To evaluate the performance of the YOLOv11-SNEW model on the task of weed identification, a multi-model identification performance comparison experiment was designed in which YOLOv5s, YOLOv8s, YOLOv11s and the improved YOLOv11-SNEW model proposed in this paper were considered. Experiments were carried out based on training, validation and test sets prepared as described above. The hyperparameters were configured with a learning rate of 0.01, a batch size of 32, and a training period of 300 rounds. We note that YOLOv5s uses the CSPDarknet53 backbone network, which reduces the computational complexity through the cross stage partial (CSP) structure, and combines the PANet feature fusion path with decoupling head design. The scaling parameters were [0.33,0.50,1024], i.e. the depth factor was 0.33, the width factor was 0.50, and the maximum number of channels was 1024. YOLOv8s has an optimised backbone network based on YOLOv5s; it includes the efficient C2f module and the bidirectional feature pyramid to enhance the cross-scale information flow, and is equipped with the task pair to enable dynamic adaptation of the target shape adjustment anchor box uniformly. The scaling parameters were [0.33,0.50,1024]. In YOLOv11s, the multi-scale feature fusion network is optimised based on YOLOv8 to enhance the model’s ability to extract small targets. It is equipped with an improved feature pyramid and an adaptive boundary detection head. In this case, the scaling parameters were [0.50,0.50,1024]. The scaling parameters of YOLOv11-SNEW were also [0.50,0.50,1024]. When the training was complete, the accuracy rate, recall rate and mAP50 index for each model were evaluated using the test set to enable a quantitative comparison of their performance in weed detection. The evaluation results are shown in Figure 13.

FIGURE 13
Comparison of performance results from several models: (A) accuracy; (B) recall; (C) mAP50.

- [Material shown]:
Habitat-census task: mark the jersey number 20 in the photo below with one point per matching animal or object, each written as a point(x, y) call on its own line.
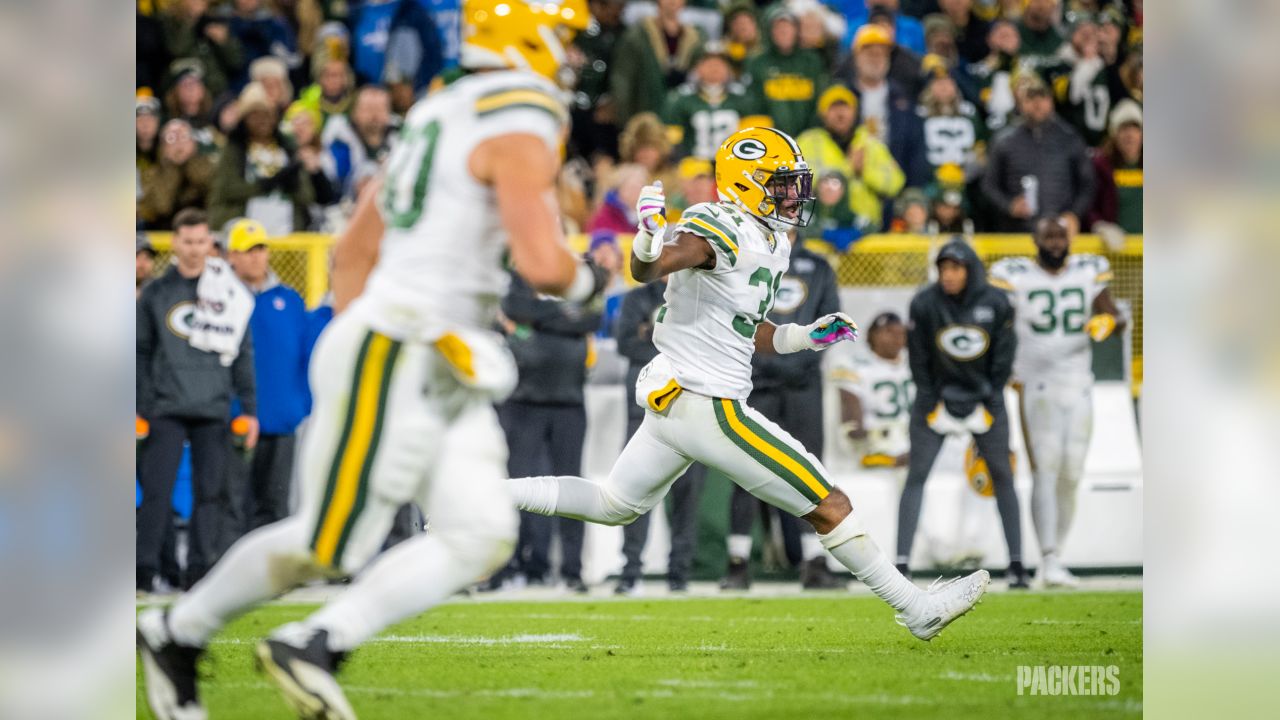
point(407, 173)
...
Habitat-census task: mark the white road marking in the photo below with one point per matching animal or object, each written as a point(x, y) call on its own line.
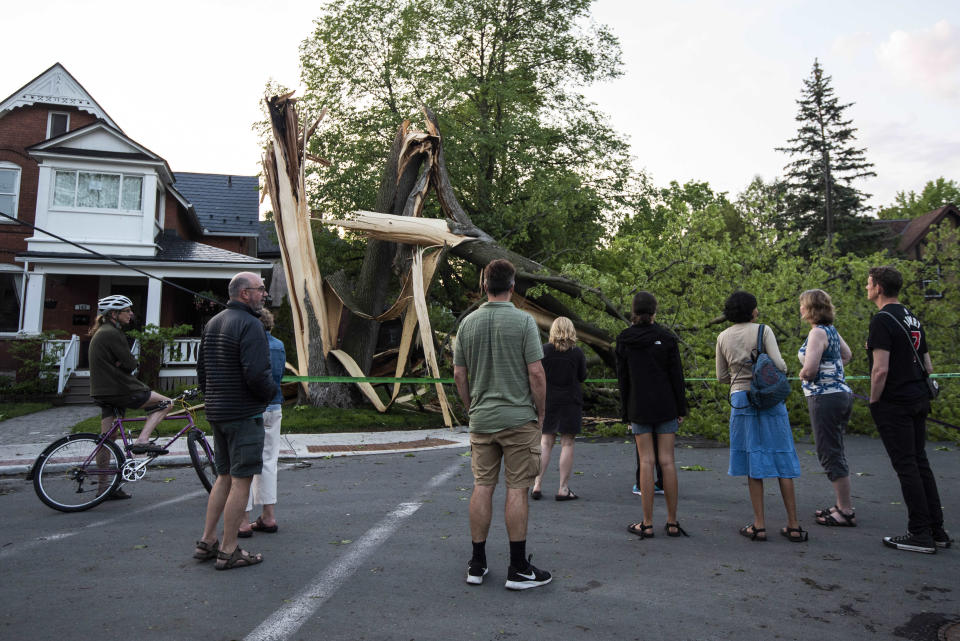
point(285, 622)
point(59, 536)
...
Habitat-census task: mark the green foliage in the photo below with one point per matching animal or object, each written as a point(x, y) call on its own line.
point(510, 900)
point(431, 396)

- [What to do]:
**A)** Answer these questions about the weed-detection model comparison passage:
(i) What batch size was configured for training?
(ii) Which backbone network does YOLOv5s use?
(iii) What were the scaling parameters of YOLOv11-SNEW?
**B)** Extend the passage on comparing YOLO models for weed detection, starting right after its last sentence.
The rows were taken from a separate source and have no connection to the weed-detection passage.

- [Answers to the exercise]:
**A)**
(i) 32
(ii) CSPDarknet53
(iii) [0.50,0.50,1024]

**B)**
As shown in Figure 13 and Table 1, the recognition accuracies of the four models for Digitaria sanguinalis, Chenopodium album, Cirsium arvense var. integrifolium, Cyperus rotundus, and Zea mays varied significantly. The highest recognition accuracy was achieved for Chenopodium album, with the results from all four models exceeding 97%. YOLOv11-SNEW gave the best results, with an accuracy of 98.9%, a recall rate of 97.6% and an mAP50 of 97.3%. In contrast, YOLOv8 achieved 97.7% accuracy, YOLOv11 had the lowest recall rate (94.1%), and YOLOv5 had the lowest mAP50 (94.2%). The superiority of these results can be attributed to the serrated edges and distinct, clear textures of Chenopodium album leaves, which provide a high level of distinguishability of the image features, enabling the models to quickly locate and extract more effective information for accurate recognition.

The poorest recognition performance was found for Cyperus rotundus. YOLOv11-SNEW achieved only 90.3% accuracy for this weed, with a recall rate of 93.0% and an mAP50 of 95.2%, while YOLOv5 performed even worse, with an accuracy of 81.7%, a recall rate of 74.5%, and an mAP50 of 86.1%. This is because the slender leaves of Cyperus rotundus lack a distinctive texture and often grow densely, leading to frequent occlusion and incomplete feature extraction. Its lighter colour compared to Chenopodium album also causes confusion with other weeds, further reducing the recognition accuracy.

The recognition accuracies for Digitaria sanguinalis, Cirsium arvense var. integrifolium, and Zea mays fell between these two extremes. YOLOv11-SNEW yielded the best performance of the four models, with accuracies of 92%, 93.8%, and 92.5% for these three plants, respectively. In contrast, YOLOv5 gave the lowest accuracies of 82.7%, 81.9%, and 86.5%. This difference may stem from the regular leaf arrangements of Digitaria sanguinalis, Cirsium arvense var. integrifolium and Zea mays, which facilitate feature extraction. Moreover, in images of the same size, individual Chenopodium album and Cirsium arvense var. integrifolium plants occupy larger proportions, providing more complete features and thus higher recognition accuracies.

In terms of model performance, YOLOv5's relatively shallow backbone network limits its ability to extract features from small targets, resulting in lower accuracy. However, its smaller parameter count and computational complexity make it suitable for deployment on embedded devices. YOLOv11 and YOLOv8 yielded good recognition accuracy, recall rate, and mAP50 but required significantly more computational resources, which may reduce the inference speed in practical applications. Of the four models, YOLOv11-SNEW achieved the best overall performance, with an average recognition accuracy of 93.5%, a recall rate of 90.1%, and an mAP50 of 91.4%, representing a comprehensive advantage across all evaluation metrics. Detailed results for the four models are presented in Table 1.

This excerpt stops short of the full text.